Selected passage »
2025 Georgian Super Cup

Tournament details
- Host country: Georgia
- Dates: 26 June - 2 July 2025
- Teams: 4

Final positions
- Champions: Dila Gori (1st title)
- Runners-up: FC Spaeri

Tournament statistics
- Matches played: 4
- Goals scored: 6 (1.5 per match)

= 2025 Georgian Super Cup =

Football tournament in Georgia

The 2025 Georgian Super Cup was the 24th edition of the Georgian Super Cup, an annual football competition for clubs in the Georgian football league system that were successful in its major competitions in the preceding season. It was the third edition of the tournament under the new format with four teams.

==Qualification==
===Qualified teams===
The following four teams qualified for the tournament.

Tasks for this exercise »
A. Summarize the Super Cup page in two sentences.
B. Using the Super Cup page, answer each question on its own line:
(i) Which club finished as runners-up?
(ii) How many goals were scored in the tournament?
(iii) Which edition of the Georgian Super Cup was the 2025 tournament?
Work only from the Super Cup page for what comes next.

Listing »
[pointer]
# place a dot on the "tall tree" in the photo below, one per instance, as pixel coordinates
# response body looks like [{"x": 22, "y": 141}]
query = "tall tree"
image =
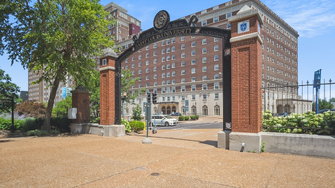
[
  {"x": 56, "y": 38},
  {"x": 7, "y": 91}
]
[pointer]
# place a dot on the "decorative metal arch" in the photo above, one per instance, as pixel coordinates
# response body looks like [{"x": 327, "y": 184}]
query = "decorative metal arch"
[{"x": 164, "y": 29}]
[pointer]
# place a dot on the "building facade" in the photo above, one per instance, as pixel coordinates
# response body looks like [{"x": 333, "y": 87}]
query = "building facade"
[{"x": 186, "y": 72}]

Results by task »
A. The 2025 Georgian Super Cup, the 24th edition of an annual football competition for clubs successful in the previous season's major competitions, was played in Georgia from 26 June to 2 July 2025 and was the third edition under the four-team format. Dila Gori won their first title, FC Spaeri finished as runners-up, and the tournament's four matches produced six goals.

B.
(i) FC Spaeri
(ii) 6
(iii) The 24th